__Extrait du texte__
+ + +

L’effet fantastique, s’il est souvent associé à un sentiment de terreur (notamment depuis Lovecraft), passe néanmoins tout autant par le jeu sur l’étrange, l’ambiguïté ou le doute – et ce sont sur ces derniers aspects que table le fantastique borgésien. « Le jeu avec la peur n’intéresse pas Borges » (ibid., p. 468), nous rappelle Jean Fabre dans son très pertinent Le miroir de sorcière. Essai sur la littérature fantastique. Il ajoute d’ailleurs que « Borges emploie une paléo-psychologie permettant une relation avec le fabuleux et un détournement de la métaphysique de l’ordre du transcendantal vers la sphère de l’esthétique. » (Ibid., p. 470) Le but avoué serait alors de créer un effet fantastique par le jeu sur la vraisemblance; non pas une reproduction exacte du réel, mais une volonté de rendre le récit le plus près possible de ce qui pourrait être le réel – en d’autres termes, lui donner une crédibilité… qui peut très bien n’être qu’une apparence de crédibilité, tout en étant véritablement fausse, fictive. Dans ce contexte, le recours à la métaphysique vient embrumer le lecteur de son aura d’autorité, mais le lecteur idéalisé auquel Borges adresse ses nouvelles ne devrait pas être dupe : il doit être en mesure de déceler le simulacre, l’apparence qui se donne pour réalité. Irène Bessière, dans son incontournable Le récit fantastique : la poétique de l’incertain, abonde dans le même sens : « L’insolite ne correspond pas, dans ses nouvelles, à la description d’un procès de déréalisation, mais à la révélation de l’organisation et de la désorganisation des apparences. » (Bessière, 1974, p. 153) Et c’est ainsi que la métaphysique, mais aussi la linguistique, la psychanalyse et tout l’éventail analytique au service de l’essayiste deviennent les éléments constitutifs des fictions néo-fantastiques de Borges :

elle [l’érudition, immense, de Borges] remplit une fonction exclusivement littéraire qui dénature ce que cette érudition contient de connaissance spécifique, en la remplaçant ou en la subordonnant à la tâche qu’elle accomplit dans le récit : tantôt décorative, tantôt symbolique. Ainsi, dans les contes de Borges, la théologie, la philosophie, la linguistique et tout ce qui apparaît comme savoir spécialisé devient littérature, perd son essence et acquiert le statut de fiction, redevenant partie et contenu d’une fantaisie littéraire. (Vargas Llosa, 2004, p. 57)

+ + +

__Travail à faire__
a. D'après l'extrait sur le fantastique borgésien, qu'est-ce qui n'intéresse pas Borges selon Jean Fabre ?
b. Recopiez mot pour mot, dans l'extrait sur le fantastique borgésien, le passage allant de « elle [l’érudition, immense, de » jusqu'à « 2004, p. 57) ».

__Matériel__
+ + +

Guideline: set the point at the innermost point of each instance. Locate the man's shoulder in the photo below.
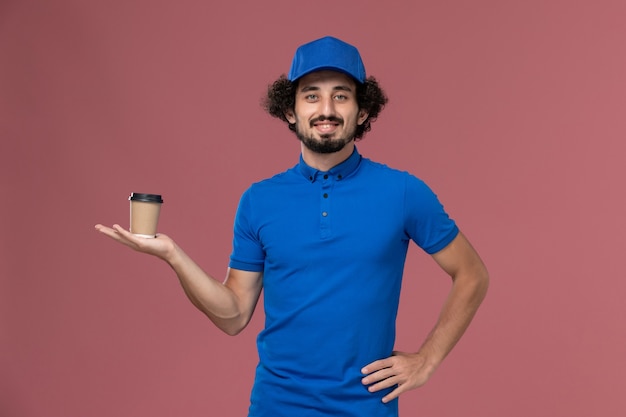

+ + +

__Solutions par tâche__
a. Le jeu avec la peur.

b.
elle [l’érudition, immense, de Borges] remplit une fonction exclusivement littéraire qui dénature ce que cette érudition contient de connaissance spécifique, en la remplaçant ou en la subordonnant à la tâche qu’elle accomplit dans le récit : tantôt décorative, tantôt symbolique. Ainsi, dans les contes de Borges, la théologie, la philosophie, la linguistique et tout ce qui apparaît comme savoir spécialisé devient littérature, perd son essence et acquiert le statut de fiction, redevenant partie et contenu d’une fantaisie littéraire. (Vargas Llosa, 2004, p. 57)